■ What to work on
How many lines in the entries below contain the string "window", with case counting? Reply with the number alone.

■ Extracted data
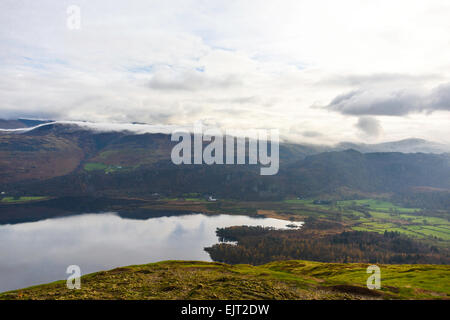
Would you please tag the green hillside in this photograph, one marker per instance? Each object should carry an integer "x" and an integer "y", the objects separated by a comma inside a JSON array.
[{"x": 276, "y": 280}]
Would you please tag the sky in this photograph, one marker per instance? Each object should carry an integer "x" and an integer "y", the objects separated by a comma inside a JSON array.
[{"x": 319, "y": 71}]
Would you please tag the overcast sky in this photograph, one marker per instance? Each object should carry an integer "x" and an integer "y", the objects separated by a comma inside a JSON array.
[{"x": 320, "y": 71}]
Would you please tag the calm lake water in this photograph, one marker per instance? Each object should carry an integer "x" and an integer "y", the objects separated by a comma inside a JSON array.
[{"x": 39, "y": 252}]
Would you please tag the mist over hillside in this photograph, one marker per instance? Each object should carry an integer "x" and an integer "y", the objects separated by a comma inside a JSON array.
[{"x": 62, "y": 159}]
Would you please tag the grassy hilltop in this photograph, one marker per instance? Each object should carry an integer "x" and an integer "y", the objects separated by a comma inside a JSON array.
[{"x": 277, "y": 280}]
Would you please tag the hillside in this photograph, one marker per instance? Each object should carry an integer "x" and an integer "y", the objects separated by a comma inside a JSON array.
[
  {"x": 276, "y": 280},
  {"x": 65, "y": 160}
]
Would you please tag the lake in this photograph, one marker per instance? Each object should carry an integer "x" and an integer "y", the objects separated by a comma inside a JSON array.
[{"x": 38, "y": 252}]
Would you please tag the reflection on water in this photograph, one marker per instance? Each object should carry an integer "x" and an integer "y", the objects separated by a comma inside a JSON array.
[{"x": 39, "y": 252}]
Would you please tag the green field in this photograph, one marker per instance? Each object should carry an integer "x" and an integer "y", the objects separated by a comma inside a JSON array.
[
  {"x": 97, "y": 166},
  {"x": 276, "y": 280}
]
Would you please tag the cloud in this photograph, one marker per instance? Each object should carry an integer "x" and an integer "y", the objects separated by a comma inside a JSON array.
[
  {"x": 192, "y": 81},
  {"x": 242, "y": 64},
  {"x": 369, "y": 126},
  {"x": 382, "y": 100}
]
--
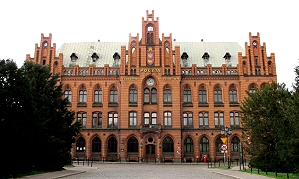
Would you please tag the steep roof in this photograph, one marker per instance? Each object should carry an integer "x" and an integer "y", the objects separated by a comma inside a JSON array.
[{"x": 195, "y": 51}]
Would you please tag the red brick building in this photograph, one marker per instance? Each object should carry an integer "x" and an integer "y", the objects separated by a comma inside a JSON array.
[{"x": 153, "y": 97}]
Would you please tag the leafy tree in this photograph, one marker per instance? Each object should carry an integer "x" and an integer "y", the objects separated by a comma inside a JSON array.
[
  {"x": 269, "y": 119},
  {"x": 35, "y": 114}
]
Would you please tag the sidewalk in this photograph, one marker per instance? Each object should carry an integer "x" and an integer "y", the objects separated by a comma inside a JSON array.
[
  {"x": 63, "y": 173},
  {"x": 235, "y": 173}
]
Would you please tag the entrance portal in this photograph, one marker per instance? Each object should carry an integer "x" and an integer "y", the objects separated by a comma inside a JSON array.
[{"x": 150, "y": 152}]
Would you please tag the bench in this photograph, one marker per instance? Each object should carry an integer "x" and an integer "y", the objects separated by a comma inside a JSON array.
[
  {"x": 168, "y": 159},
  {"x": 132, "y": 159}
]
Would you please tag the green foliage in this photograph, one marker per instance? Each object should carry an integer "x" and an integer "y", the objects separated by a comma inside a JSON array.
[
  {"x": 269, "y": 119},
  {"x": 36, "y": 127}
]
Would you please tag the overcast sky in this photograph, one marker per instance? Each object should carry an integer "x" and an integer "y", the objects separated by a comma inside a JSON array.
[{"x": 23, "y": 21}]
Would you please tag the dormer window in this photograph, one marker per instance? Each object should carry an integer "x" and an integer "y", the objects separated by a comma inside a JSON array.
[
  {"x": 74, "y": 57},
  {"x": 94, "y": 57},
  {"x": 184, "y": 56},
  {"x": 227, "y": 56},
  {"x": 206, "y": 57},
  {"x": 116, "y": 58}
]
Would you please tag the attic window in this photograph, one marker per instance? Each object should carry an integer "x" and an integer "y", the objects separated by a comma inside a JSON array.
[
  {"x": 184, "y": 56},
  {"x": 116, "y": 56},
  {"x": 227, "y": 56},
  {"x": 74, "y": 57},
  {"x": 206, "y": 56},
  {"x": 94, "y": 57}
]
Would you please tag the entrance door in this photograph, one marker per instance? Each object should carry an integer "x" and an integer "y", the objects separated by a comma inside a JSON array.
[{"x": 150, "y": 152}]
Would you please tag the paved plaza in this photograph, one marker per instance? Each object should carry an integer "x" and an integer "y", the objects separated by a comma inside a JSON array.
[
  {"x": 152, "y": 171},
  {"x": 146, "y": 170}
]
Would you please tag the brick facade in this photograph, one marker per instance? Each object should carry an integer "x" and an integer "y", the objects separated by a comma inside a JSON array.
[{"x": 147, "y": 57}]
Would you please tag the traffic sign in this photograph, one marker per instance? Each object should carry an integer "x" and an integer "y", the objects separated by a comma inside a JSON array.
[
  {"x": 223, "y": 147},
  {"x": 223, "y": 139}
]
--
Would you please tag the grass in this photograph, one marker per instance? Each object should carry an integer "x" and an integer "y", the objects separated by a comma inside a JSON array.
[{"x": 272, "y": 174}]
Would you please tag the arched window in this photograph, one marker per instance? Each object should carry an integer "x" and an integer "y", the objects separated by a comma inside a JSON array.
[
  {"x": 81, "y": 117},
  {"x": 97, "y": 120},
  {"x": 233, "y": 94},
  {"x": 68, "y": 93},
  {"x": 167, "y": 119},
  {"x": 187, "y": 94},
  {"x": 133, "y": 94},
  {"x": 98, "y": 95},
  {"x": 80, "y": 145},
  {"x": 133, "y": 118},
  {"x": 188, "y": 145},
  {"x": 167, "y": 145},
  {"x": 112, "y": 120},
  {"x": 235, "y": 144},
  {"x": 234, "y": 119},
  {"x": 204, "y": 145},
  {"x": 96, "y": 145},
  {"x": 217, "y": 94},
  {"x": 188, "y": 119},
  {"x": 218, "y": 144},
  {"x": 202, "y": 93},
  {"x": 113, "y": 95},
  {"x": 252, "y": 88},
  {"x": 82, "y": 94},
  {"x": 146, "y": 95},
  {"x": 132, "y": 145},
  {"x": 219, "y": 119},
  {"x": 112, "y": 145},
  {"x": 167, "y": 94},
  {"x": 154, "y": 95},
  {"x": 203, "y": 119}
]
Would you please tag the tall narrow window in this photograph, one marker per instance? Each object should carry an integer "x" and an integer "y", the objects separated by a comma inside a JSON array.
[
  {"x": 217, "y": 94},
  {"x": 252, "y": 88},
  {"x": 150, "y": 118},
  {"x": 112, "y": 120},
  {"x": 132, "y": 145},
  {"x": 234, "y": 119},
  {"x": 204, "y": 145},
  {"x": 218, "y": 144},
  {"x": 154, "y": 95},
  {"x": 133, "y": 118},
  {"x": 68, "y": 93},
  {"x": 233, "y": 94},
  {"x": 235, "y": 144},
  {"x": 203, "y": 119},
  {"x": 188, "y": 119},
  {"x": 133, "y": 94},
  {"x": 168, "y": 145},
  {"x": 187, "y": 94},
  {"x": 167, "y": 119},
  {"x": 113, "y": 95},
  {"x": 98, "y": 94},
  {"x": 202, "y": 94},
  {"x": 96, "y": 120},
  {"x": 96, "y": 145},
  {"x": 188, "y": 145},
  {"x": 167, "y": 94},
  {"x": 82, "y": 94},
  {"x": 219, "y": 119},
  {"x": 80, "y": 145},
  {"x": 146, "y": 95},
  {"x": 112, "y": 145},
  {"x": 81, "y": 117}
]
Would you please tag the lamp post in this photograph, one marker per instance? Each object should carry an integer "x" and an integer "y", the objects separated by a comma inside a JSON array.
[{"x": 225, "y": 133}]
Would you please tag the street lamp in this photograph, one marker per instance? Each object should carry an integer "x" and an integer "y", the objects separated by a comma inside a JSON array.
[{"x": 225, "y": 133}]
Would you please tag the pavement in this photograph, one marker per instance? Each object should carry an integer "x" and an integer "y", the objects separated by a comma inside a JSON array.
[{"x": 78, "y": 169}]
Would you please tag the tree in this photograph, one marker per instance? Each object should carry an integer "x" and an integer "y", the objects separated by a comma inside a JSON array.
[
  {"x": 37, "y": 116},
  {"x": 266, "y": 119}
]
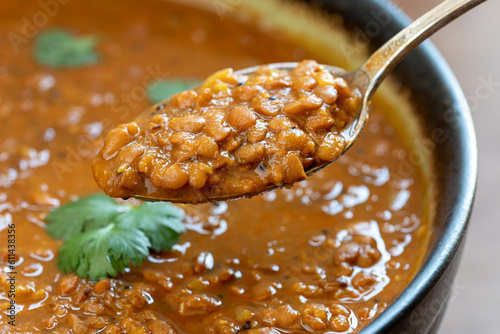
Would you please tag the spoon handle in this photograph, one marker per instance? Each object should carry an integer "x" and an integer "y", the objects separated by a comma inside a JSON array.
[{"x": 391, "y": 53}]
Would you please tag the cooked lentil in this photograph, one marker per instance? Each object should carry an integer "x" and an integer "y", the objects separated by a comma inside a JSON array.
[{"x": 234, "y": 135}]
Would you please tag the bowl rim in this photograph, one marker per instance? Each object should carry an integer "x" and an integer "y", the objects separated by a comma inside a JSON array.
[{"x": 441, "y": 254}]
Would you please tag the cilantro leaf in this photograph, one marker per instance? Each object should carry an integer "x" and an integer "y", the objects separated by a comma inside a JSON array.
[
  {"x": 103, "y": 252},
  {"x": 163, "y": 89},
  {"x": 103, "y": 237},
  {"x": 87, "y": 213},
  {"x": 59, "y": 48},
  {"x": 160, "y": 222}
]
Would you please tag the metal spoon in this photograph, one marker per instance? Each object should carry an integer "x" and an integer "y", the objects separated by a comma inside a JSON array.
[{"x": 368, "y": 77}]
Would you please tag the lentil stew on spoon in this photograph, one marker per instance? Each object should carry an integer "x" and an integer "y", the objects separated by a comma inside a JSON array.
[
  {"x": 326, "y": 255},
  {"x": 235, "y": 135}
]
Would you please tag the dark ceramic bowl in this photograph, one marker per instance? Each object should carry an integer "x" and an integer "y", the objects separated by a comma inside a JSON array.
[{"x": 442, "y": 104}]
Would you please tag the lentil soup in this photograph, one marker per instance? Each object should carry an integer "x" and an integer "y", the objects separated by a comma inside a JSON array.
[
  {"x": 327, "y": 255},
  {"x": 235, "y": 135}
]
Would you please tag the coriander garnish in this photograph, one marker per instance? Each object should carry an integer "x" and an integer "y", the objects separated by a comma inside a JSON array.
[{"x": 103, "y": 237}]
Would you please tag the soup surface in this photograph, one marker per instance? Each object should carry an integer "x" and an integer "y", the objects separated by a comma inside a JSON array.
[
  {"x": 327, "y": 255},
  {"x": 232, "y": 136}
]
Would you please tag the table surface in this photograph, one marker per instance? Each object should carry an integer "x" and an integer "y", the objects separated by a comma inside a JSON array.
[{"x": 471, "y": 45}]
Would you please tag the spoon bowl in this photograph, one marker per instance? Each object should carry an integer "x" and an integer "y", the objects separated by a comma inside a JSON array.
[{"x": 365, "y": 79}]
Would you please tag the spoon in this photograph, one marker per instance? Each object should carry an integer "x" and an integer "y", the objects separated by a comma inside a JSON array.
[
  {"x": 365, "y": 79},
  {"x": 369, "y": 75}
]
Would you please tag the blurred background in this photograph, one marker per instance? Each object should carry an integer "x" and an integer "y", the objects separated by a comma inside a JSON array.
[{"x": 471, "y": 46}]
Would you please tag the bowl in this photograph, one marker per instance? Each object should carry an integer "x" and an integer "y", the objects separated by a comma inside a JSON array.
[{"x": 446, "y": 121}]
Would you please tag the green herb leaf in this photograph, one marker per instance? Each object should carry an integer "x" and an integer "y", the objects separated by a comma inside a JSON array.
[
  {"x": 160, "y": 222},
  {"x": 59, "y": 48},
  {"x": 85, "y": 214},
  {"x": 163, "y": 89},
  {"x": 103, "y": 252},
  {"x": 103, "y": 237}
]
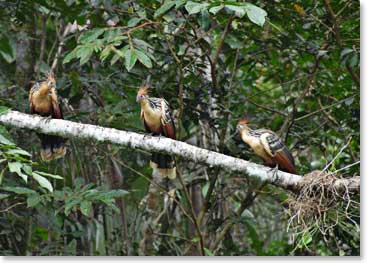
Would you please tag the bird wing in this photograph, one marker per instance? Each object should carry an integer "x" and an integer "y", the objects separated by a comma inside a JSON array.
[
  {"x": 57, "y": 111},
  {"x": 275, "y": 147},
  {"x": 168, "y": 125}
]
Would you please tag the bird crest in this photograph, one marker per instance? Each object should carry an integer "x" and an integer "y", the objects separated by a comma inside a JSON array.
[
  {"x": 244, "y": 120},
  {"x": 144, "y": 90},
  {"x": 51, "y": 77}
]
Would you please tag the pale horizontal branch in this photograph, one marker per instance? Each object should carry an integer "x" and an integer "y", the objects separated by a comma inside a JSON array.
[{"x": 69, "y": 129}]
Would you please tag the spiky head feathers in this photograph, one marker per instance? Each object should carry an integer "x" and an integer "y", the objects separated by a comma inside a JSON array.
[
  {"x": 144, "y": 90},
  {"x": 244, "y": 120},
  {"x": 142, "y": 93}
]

■ Answer
4